*Job:*
Update all of the rows by replacing "thin twig" with "dry branch" and keeping everything else the same. Give the rows back without the pictures.

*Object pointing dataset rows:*
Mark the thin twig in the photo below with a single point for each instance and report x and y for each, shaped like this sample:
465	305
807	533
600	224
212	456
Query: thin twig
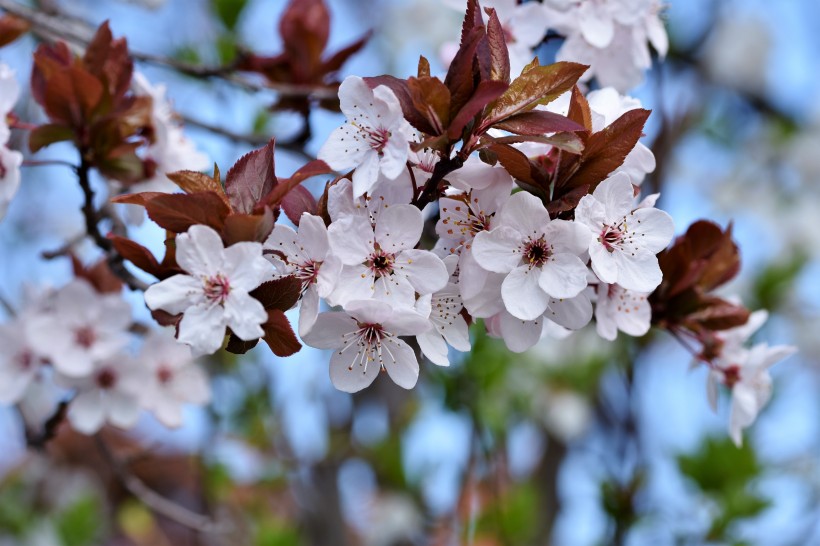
62	26
156	502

*Answer below:*
Mark the dry branch in the photo below with a single point for each instance and report x and y for each, shaped like this sample:
465	305
807	533
600	224
212	456
Query: dry branch
62	26
156	502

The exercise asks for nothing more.